▶ **Exercise description**: Find every line in the records below that contains the word "roof" and copy each one out. Case counts.

▶ **Data in this exercise**:
----------------
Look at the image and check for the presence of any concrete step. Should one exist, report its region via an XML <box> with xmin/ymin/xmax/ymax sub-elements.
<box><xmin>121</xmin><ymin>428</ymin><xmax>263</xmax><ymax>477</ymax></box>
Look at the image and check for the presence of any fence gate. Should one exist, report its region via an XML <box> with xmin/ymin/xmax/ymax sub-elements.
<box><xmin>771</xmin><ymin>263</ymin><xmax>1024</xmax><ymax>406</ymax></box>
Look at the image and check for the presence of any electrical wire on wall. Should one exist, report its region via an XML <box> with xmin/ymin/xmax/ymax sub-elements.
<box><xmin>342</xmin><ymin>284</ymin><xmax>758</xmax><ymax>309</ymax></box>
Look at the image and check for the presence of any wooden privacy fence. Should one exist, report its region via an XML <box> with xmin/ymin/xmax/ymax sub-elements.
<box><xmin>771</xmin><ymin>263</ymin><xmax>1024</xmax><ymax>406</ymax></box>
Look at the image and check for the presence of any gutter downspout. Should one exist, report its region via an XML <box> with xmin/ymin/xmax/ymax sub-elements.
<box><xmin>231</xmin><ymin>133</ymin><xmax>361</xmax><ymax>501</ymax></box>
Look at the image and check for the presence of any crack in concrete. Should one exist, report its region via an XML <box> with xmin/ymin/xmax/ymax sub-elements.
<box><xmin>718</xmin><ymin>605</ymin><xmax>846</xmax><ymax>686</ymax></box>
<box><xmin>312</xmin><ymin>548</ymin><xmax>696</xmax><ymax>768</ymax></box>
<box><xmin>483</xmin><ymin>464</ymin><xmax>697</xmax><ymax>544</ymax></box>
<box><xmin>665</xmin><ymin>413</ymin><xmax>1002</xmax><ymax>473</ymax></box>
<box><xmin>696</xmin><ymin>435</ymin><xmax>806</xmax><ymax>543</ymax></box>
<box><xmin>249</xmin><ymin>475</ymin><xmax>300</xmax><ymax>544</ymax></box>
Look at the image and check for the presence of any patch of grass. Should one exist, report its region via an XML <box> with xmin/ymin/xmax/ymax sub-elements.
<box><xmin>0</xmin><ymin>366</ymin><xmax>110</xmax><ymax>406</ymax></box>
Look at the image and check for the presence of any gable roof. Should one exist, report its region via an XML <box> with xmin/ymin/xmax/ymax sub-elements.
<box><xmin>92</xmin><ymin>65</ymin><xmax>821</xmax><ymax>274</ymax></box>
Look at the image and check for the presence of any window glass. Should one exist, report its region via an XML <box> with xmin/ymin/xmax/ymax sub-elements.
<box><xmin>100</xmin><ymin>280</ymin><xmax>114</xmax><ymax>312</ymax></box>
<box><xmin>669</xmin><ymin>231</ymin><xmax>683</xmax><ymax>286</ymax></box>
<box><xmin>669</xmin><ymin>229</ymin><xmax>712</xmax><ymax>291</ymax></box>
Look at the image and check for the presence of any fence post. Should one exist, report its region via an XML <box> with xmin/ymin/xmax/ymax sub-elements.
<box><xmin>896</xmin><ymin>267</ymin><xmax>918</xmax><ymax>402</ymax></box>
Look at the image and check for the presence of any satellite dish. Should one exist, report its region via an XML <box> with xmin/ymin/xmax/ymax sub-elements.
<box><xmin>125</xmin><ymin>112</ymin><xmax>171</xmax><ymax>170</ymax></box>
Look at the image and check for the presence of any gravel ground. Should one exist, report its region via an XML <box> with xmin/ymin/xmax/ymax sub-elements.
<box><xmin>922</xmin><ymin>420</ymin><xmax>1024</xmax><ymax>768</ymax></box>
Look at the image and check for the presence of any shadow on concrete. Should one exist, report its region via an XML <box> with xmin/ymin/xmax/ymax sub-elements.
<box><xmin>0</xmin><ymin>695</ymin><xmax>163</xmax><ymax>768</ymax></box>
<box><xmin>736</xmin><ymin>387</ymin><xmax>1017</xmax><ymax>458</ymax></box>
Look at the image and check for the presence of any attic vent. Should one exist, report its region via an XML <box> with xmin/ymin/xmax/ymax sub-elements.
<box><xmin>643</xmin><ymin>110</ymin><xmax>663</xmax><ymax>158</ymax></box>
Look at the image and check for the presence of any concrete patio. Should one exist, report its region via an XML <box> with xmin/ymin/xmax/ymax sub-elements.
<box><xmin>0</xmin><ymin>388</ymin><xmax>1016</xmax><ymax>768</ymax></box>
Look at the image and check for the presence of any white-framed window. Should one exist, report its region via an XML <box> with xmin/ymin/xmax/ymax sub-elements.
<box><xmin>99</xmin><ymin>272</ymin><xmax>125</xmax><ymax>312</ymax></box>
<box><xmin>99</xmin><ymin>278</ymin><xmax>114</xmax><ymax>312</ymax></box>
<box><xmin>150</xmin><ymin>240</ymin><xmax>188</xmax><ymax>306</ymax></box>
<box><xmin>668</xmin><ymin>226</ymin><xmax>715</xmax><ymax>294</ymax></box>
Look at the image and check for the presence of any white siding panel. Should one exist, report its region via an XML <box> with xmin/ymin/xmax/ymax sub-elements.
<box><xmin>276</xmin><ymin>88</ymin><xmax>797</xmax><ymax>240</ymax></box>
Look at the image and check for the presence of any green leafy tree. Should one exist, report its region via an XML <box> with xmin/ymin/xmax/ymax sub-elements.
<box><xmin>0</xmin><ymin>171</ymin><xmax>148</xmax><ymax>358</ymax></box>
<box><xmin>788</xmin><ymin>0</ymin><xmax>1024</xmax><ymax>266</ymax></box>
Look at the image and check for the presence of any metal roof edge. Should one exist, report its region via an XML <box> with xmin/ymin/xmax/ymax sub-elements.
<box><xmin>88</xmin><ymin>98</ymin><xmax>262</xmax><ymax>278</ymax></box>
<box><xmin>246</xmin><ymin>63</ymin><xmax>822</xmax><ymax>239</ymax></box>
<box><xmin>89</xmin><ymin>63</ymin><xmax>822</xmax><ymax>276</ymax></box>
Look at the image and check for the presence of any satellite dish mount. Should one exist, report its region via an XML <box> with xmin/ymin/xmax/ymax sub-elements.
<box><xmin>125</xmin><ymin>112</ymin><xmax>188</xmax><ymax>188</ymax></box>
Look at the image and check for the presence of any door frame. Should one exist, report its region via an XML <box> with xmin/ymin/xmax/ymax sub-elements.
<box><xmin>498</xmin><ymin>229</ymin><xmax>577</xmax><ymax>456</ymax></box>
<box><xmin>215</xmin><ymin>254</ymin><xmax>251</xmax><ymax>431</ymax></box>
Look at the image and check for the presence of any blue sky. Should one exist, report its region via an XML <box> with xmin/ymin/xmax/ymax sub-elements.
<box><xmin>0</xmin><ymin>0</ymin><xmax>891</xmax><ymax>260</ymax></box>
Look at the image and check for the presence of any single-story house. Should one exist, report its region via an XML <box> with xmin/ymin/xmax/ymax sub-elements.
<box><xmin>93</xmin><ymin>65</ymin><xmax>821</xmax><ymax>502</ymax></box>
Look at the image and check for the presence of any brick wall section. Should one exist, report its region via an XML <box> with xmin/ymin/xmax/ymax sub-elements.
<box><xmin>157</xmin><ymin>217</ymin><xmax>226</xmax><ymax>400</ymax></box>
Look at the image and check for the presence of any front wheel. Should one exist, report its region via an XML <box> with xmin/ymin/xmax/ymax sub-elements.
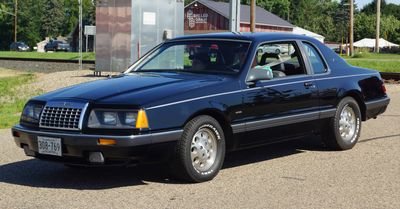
----------------
▶ **Written reply**:
Look at the image and check for the presence of any gable roof. Should one exist, report its region via an XML <box> with xmin/ymin/xmax/ymax sub-elements.
Look at the image and check for the presence of any metal roof edge. Should one exist, report its region via an XML <box> with xmin/ymin/xmax/ymax sub-elements.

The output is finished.